Many people think virtual reality (VR) is just about strapping on a high-tech headset and playing a game purely for entertainment.
Those who are more in tune with recent advancements might have heard about how brands are starting to find success with VR marketing, or how VR can be used to make an impact with client presentations.
However, VR is making a huge impact in the health sector, too, especially in the following five ways.
1. To Help People Deal With Debilitating Addictions
Statistics from the World Health Organization (WHO) indicate 3.3 million people die from alcohol misuse each year.
Furthermore, there are at least 15.3 million individuals with drug use disorders. The road to recovery from a substance abuse addiction can be a rocky one, and that's in part because so many factors can trigger people to use again.
However, some researchers are investigating ways to use VR to help affected individuals learn how to deal with the temptation to use when it arises.
A company called Limbix, which develops VR technologies for the mental health sector, is spearheading the effort.
Health practitioners know a wide variety of factors can encourage recovering addicts to use again.
Sometimes they want to do so after seeing particular people associated with their pasts, and the time of day can also stimulate usage. However, the VR technology takes those variations into account and even works on mobile devices, making this treatment option quite portable.

§ Exercise tasks
**A)** In the article on virtual reality in health care, how many people die from alcohol misuse each year, according to the World Health Organization?
**B)** From the article on virtual reality in health care, copy word for word the part starting at "1. To Help People" and ending at "addicts to use again.".

§ Information provided

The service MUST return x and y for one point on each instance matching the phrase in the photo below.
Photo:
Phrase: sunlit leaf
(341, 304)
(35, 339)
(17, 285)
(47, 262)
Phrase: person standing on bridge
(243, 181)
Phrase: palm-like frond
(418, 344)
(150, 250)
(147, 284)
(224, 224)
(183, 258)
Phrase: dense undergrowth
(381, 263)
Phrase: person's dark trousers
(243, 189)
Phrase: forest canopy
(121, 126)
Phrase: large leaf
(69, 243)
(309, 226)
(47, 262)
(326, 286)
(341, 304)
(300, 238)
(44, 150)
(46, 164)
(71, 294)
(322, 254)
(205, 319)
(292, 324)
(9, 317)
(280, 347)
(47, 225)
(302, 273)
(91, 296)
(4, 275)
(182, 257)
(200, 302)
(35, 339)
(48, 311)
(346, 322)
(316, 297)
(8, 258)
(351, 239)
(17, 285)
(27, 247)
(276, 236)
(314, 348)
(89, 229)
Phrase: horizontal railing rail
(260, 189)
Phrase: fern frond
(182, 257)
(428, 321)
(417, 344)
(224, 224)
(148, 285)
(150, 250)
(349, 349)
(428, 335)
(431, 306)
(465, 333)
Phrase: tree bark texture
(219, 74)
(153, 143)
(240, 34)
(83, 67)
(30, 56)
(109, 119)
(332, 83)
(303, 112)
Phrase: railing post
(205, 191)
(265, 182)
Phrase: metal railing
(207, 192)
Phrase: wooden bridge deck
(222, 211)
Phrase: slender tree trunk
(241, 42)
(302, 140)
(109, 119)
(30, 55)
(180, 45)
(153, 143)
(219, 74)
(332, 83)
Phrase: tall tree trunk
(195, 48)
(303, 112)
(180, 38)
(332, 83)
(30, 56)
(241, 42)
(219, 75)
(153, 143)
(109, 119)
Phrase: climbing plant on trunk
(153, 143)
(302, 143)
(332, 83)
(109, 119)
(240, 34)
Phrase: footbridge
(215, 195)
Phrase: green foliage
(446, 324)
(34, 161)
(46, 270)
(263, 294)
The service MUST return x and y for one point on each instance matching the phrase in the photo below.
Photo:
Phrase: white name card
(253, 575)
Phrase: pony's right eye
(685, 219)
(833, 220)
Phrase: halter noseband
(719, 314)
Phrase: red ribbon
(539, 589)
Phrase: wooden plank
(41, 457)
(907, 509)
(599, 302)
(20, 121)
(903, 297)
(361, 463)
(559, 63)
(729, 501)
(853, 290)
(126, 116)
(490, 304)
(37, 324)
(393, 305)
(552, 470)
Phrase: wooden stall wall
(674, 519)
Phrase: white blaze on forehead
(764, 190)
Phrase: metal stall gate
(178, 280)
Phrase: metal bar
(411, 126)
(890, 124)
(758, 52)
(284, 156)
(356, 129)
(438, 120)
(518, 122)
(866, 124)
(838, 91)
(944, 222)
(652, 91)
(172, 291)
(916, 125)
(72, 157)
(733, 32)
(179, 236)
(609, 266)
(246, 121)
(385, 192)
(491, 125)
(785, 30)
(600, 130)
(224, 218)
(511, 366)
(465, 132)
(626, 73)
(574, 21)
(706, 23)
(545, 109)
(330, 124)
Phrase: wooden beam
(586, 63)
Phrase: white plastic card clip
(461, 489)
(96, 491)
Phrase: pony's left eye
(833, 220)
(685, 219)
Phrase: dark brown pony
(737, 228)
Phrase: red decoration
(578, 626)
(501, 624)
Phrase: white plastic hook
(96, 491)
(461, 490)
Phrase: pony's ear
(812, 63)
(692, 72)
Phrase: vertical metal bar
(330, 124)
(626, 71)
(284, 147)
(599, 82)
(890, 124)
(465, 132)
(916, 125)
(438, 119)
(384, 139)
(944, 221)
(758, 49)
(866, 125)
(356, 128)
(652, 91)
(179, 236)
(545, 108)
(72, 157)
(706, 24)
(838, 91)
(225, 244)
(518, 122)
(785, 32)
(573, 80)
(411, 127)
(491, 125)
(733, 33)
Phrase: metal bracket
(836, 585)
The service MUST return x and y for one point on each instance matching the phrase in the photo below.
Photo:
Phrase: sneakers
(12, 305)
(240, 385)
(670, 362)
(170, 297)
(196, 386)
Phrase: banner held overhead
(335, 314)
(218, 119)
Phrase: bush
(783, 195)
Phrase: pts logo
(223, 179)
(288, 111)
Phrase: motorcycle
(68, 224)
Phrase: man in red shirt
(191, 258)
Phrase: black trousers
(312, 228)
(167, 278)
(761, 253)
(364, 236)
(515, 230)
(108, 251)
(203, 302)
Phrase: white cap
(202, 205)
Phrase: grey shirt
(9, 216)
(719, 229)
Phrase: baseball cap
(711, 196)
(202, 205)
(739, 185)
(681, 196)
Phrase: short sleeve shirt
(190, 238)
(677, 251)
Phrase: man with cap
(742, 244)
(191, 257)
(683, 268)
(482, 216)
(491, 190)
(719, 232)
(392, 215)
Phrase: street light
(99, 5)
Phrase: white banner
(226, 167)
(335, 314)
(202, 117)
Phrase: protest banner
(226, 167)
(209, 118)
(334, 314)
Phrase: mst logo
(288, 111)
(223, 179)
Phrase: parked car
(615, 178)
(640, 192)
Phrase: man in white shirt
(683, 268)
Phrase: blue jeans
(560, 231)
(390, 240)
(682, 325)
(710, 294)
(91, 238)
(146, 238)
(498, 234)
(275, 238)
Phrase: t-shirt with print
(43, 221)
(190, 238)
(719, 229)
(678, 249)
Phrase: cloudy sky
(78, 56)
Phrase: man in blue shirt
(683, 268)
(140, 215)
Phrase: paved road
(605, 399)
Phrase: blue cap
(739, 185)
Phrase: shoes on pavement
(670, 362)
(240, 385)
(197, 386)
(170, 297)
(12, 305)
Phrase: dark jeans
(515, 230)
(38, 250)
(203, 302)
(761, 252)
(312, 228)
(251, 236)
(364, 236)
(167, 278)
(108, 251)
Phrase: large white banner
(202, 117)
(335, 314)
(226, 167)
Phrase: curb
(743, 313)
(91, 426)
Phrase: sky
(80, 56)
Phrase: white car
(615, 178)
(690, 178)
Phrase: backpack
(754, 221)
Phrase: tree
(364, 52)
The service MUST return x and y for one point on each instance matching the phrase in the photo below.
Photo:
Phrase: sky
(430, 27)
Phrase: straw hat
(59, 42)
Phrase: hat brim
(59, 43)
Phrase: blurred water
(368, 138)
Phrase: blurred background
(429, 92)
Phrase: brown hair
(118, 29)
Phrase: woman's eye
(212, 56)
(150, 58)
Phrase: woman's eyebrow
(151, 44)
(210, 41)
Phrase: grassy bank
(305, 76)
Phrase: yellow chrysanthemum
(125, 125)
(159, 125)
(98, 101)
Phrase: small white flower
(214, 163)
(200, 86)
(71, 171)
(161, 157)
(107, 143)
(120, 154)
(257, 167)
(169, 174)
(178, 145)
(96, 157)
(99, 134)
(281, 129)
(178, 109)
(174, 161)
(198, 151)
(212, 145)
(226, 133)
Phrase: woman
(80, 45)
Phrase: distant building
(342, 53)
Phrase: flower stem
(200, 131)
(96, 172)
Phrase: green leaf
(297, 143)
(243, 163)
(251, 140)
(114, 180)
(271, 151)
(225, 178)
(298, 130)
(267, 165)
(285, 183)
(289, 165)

§ Answers to the exercises
**A)** 3.3 million people.

**B)**
1. To Help People Deal With Debilitating Addictions
Statistics from the World Health Organization (WHO) indicate 3.3 million people die from alcohol misuse each year.
Furthermore, there are at least 15.3 million individuals with drug use disorders. The road to recovery from a substance abuse addiction can be a rocky one, and that's in part because so many factors can trigger people to use again.
However, some researchers are investigating ways to use VR to help affected individuals learn how to deal with the temptation to use when it arises.
A company called Limbix, which develops VR technologies for the mental health sector, is spearheading the effort.
Health practitioners know a wide variety of factors can encourage recovering addicts to use again.